Dictating Civics: How the Purdue Civics Literacy Requirement Was Imposed by Trustees and Administrators

On June 11, 2021, the Purdue Board of Trustees passed a civics literacy requirement for undergraduates despite opposition from the faculty senate. Placed in the context of what happened at the University of North Carolina in April, when, as Lindsie Rank reports, “the board of trustees refused to approve the faculty’s recommendation to offer tenure to award-winning journalist Nikole Hannah-Jones, creator of The New York Times’ 1619 Project,” I regard Purdue’s Board of Trustees approval of a civics requirement as part of a disturbing pattern of recent incidents in which institutions, influenced by right-leaning politicians, donors, and administrators, have enabled non-specialists to shape instruction in American history, governance, and culture while limiting faculty control over their areas of professional expertise. Purdue faculty senators, as well as the almost two hundred Purdue faculty who sent letters to the Board of Trustees urging reconsideration of the civics requirement, strongly support opportunities for students to learn more about American history and government. Faculty opposed the requirement because it appeared to them to be an infringement on faculty governance over a curricular matter and a sign of the board’s unwillingness to include faculty in the final stages of approving the new requirement.

Purdue’s Civics Literacy requirement is one among many recent attempts by conservatives – the university’s president, Mitchell E. Daniels, is the former Republican governor of Indiana and served as a senior budget official in the George H.W. Bush administration — to frame how American history and government are taught at public educational institutions from kindergarten to the university level throughout the United States. As AAUP President Irene Mulvey writes to AAUP members:

At this time, when our nation is confronting deep-rooted racial inequity and having honest and long-overdue conversations about our history, legislators in a number of states have moved to shut down the conversation by restricting teaching about oppression, race, and gender.

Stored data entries
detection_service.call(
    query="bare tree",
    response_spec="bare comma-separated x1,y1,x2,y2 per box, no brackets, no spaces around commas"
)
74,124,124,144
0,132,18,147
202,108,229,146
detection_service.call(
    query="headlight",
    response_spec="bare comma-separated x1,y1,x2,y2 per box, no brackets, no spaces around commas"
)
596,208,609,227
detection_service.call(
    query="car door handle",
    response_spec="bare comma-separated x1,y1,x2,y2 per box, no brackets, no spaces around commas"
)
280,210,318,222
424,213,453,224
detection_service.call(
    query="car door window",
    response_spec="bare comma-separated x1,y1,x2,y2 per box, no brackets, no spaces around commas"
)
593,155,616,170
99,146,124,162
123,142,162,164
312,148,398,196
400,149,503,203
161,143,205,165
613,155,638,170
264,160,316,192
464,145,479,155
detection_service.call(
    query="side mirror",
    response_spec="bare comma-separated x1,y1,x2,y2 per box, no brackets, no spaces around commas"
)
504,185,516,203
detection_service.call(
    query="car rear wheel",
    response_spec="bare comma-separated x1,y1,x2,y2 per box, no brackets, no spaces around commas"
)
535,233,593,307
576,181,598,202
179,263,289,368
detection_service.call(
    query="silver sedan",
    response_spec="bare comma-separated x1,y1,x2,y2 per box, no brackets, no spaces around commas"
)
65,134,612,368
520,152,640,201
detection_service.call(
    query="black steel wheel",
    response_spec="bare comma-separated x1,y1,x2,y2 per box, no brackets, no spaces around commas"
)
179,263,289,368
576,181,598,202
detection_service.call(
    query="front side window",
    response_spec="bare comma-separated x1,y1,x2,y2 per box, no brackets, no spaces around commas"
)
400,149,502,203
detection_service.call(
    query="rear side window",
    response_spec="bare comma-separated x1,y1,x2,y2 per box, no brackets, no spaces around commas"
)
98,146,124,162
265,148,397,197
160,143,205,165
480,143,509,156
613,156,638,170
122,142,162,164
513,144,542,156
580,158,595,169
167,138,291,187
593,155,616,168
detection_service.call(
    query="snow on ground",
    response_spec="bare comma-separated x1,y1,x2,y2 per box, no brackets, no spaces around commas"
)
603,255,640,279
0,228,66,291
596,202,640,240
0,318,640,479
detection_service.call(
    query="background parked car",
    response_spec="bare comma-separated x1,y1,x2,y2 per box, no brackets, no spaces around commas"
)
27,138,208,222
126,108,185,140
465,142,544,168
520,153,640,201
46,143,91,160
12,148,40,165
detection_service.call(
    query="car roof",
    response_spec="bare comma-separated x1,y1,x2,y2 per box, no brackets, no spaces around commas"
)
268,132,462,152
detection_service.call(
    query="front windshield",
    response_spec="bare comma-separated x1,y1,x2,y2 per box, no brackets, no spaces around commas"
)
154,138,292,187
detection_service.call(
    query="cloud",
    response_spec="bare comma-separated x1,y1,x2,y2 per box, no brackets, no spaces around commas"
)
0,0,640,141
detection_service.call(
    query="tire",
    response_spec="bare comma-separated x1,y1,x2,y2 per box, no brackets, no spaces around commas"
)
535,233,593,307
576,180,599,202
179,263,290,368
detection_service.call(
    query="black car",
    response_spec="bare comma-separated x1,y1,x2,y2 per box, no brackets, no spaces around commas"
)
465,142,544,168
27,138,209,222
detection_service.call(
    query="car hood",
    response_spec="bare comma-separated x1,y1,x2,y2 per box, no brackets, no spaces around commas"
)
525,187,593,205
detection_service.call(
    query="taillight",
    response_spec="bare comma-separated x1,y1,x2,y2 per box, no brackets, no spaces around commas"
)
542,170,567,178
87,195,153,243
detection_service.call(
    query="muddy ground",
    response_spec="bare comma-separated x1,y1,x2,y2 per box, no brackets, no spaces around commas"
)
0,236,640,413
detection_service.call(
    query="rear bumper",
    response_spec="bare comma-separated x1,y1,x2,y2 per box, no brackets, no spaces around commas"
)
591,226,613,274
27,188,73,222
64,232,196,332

■ **Written tasks**
1. Answer these questions using the Purdue civics article:
(a) On what date did the Purdue Board of Trustees pass the civics literacy requirement?
(b) About how many Purdue faculty sent letters to the Board of Trustees urging reconsideration?
(c) Of which state was Mitchell E. Daniels formerly the governor?
2. Translate this sentence from the Purdue civics article into Spanish: "On June 11, 2021, the Purdue Board of Trustees passed a civics literacy requirement for undergraduates despite opposition from the faculty senate."

■ **Solutions to each task**
1.
(a) June 11, 2021
(b) Almost two hundred
(c) Indiana

2. El 11 de junio de 2021, la Junta de Síndicos de Purdue aprobó un requisito de alfabetización cívica para los estudiantes de grado pese a la oposición del senado del profesorado.